Pasar memperlihatkan sikapnya sendiri seusai petahana, Presiden Recep Tayyip Erdogan, unggul pada putaran pertama pemilu Turki 2023. Sejumlah indikator ekonomi pasar memperlihatkan ketidaksetujuan atas Erdogan.
Oleh
MAHDI MUHAMMAD
·4 menit baca
ANKARA, SELASA — Keunggulan kandidat petahana, Presiden Recep Tayyip Erdogan, pada pemilu Turki putaran pertama ditanggapi skeptis oleh pasar, Selasa (16/5/2023). Obligasi dan nilai saham jatuh setelah Dewan Tinggi Pemilihan Turki mengumumkan bahwa Erdogan memenangi putaran pertama dengan perolehan suara 49,5 persen suara. Rivalnya, Kemal Killicdaroglu, mengantongi 44,9 persen suara.

Catatan dari sebuah koleksi>

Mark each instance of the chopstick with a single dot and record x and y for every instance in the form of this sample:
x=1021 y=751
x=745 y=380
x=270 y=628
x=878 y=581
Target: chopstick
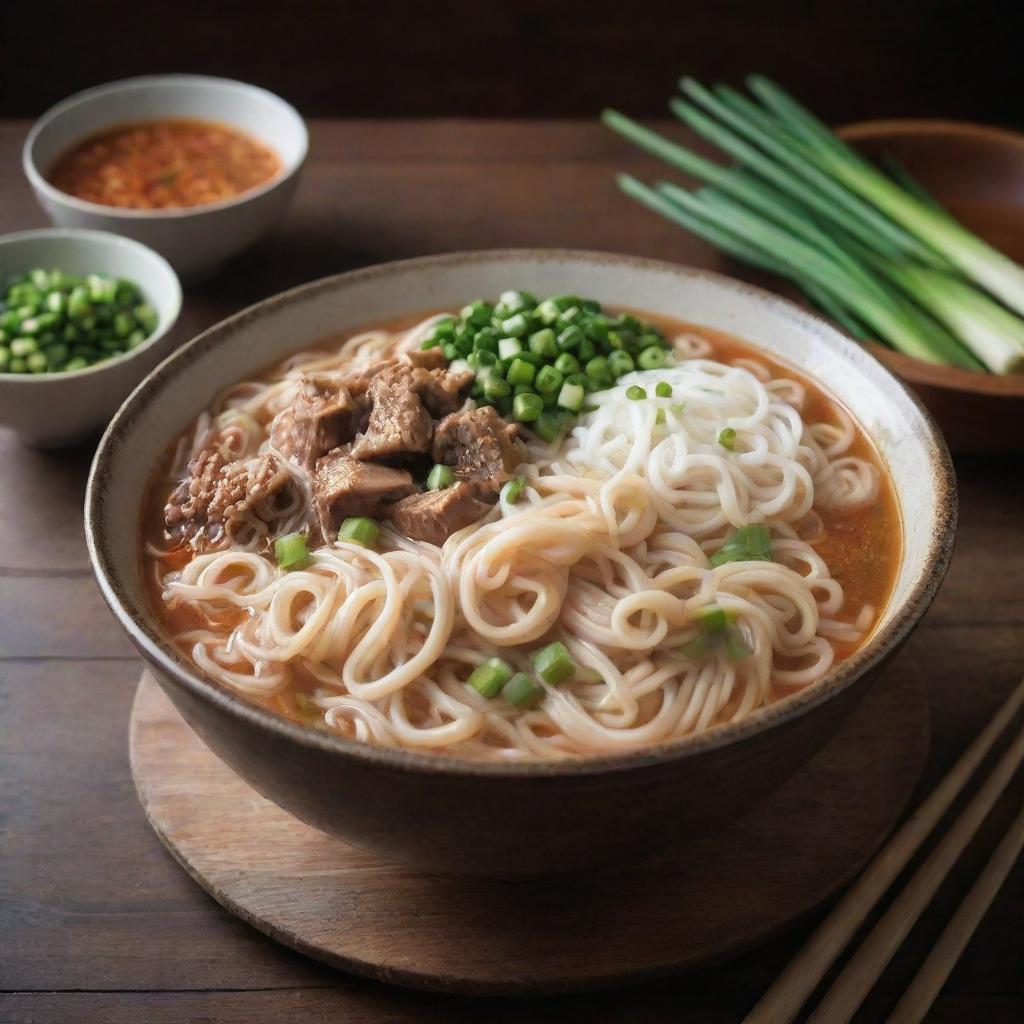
x=848 y=991
x=786 y=995
x=921 y=994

Tugas yang diberikan 1>
Salin kembali bagian kutipan tentang pemilu Turki mulai dari "Pasar memperlihatkan sikapnya" sampai dengan "44,9 persen suara.". Ganti kata "skeptis" dengan "ragu-ragu".
Tugas yang diberikan 2>
Lanjutkan kutipan berita tentang pemilu Turki 2023, dimulai setelah kalimat terakhir yang ditampilkan.

Jawaban tertulis 1>
Pasar memperlihatkan sikapnya sendiri seusai petahana, Presiden Recep Tayyip Erdogan, unggul pada putaran pertama pemilu Turki 2023. Sejumlah indikator ekonomi pasar memperlihatkan ketidaksetujuan atas Erdogan.
Oleh
MAHDI MUHAMMAD
·4 menit baca
ANKARA, SELASA — Keunggulan kandidat petahana, Presiden Recep Tayyip Erdogan, pada pemilu Turki putaran pertama ditanggapi ragu-ragu oleh pasar, Selasa (16/5/2023). Obligasi dan nilai saham jatuh setelah Dewan Tinggi Pemilihan Turki mengumumkan bahwa Erdogan memenangi putaran pertama dengan perolehan suara 49,5 persen suara. Rivalnya, Kemal Killicdaroglu, mengantongi 44,9 persen suara.

Jawaban tertulis 2>
Skeptisisme pasar diperlihatkan dengan anjloknya indeks harga saham perbankan utama Turki hingga 9,6 persen. Ini berbanding terbalik dengan kenaikan indeks hingga 26 persen pada pekan sebelumnya, yang merupakan kenaikan terbesar sejak akhir 2002. Kekhawatiran terhadap kemungkinan berlanjutnya kebijakan ekonomi Erdogan yang dianggap ortodoks, termasuk memerangi angka inflasi tinggi dengan suku bunga rendah, diduga menjadi salah satu penyebab kekhawatiran pasar.
Mata uang lira juga mengalami penurunan selama enam bulan terakhir dan dilepas ke pasar dengan nilai 19,70 per dollar Amerika serikat. Nilai tukar lira ini tidak jauh dari nilai tukar terendah pada Maret 2023 yang menyentuh 19,80 per dollar AS.
”Sepertinya 49 persen rakyat Turki telah memilih krisis ekonomi. Dua minggu ke depan, kita bisa melihat mata uang runtuh,” kata Mike Harris, pendiri firma penasihat Cribstone Strategic Macro, Senin (15/5/2023), dikutip dari laman CNBC.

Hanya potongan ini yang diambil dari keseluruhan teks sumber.